Increase bcrypt work factor to match current standards

added backend devopsmanage groupauthentication and authorization [DEPRECATED] maintenancerefactor security labels

added security-sp-label-missing security-triage-appsec labels

@dcouture can I get your thoughts on this? Thanks!

Pinging @gitlab-com/gl-security/appsec as @dcouture is out this week.

Thanks for the ping! @ali-gitlab I can't speak on behalf of Dominic, as Ethan mentioned he is out this week. However, I think this is a great idea and that it is worth trying to make time to do. I honestly don't have much to add, and it looks like James had created an issue a few months ago to address this.

I'm going to set the P/S labels as ~P4 / ~S4 for now, although I'm happy to reconsider that if anyone feels strongly that it should be something different.

It seems devise doesn't automatically recompute password hashes if hashing rounds are increased. There is a PR open for this https://github.com/heartcombo/devise/pull/5145. Until this PR lands, we might need to implement hash recomputation ourselves.

+1 on increasing the work factor! As Dennis said, it'll only apply moving forward (i.e. new self-managed installs, and when people sign up or change their password).

changed the description

added priority4 severity4 labels and removed security-sp-label-missing security-triage-appsec labels

added 1 deleted label

added sectiondev label

added 1 deleted label

added Epic 6340 label

added FY22Q3 label

@rshambhuni is this an enhancement or should it stay in the security backlog?
★ ★ ★ ★ ★
[Exercise instructions]
1. Name every person the issue thread refers to by first name only.
2. Filter the rows down to the lines that contain the string "white", and copy each one.
The issue thread and the rows that follow it were taken from separate, unrelated sources.

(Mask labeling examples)
★ ★ ★ ★ ★
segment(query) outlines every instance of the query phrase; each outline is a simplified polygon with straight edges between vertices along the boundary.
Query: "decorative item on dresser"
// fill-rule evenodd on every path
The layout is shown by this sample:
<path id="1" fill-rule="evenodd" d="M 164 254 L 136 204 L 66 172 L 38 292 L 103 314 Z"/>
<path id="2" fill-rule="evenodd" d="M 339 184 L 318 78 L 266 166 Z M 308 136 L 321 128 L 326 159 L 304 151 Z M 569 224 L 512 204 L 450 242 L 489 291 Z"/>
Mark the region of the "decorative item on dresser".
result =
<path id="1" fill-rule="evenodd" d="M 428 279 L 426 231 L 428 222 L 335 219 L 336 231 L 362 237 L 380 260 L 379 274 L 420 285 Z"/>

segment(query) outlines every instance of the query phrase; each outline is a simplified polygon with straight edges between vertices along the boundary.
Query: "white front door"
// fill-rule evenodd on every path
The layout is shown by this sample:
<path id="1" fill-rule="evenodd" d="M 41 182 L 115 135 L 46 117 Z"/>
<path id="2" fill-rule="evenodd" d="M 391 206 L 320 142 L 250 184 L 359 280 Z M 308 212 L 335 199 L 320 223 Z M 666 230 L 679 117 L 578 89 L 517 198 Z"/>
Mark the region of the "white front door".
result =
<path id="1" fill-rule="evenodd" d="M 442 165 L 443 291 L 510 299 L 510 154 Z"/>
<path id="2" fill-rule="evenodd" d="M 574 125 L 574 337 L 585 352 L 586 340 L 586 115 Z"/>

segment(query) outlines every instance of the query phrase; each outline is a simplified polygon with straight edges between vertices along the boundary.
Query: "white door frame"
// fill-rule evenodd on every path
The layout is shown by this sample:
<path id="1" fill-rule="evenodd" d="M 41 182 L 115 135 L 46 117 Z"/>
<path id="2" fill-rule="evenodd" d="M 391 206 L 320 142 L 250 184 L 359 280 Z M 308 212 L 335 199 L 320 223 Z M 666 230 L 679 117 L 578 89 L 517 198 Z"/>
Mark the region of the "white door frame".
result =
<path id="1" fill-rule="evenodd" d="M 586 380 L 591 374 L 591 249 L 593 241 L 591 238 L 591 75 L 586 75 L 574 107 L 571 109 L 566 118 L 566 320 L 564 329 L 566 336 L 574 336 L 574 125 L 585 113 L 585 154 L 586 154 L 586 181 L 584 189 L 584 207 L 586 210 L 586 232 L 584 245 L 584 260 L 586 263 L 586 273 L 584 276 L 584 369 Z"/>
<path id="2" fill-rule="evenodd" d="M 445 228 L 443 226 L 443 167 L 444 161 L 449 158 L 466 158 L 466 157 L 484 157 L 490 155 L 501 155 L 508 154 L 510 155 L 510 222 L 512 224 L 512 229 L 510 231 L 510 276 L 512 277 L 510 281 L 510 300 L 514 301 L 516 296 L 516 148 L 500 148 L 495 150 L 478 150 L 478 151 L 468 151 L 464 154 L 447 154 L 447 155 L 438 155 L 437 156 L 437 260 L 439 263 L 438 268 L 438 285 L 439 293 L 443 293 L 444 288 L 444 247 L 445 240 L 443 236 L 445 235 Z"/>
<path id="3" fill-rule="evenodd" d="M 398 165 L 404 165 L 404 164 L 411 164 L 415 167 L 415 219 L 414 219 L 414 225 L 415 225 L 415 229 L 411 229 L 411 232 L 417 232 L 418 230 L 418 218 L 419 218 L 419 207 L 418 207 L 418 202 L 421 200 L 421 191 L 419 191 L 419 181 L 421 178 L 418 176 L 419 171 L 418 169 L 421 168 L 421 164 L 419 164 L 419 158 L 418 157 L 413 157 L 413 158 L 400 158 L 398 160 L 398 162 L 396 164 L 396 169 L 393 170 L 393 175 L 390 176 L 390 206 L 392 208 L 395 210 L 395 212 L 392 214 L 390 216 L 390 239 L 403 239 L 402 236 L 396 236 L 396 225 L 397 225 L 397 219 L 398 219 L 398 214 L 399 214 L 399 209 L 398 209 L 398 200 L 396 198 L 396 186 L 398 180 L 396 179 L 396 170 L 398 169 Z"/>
★ ★ ★ ★ ★
[Replies]
1. Dominic, Ethan, James, Dennis

2.
Query: "white front door"
Mark the region of the "white front door".
Query: "white door frame"
Mark the region of the "white door frame".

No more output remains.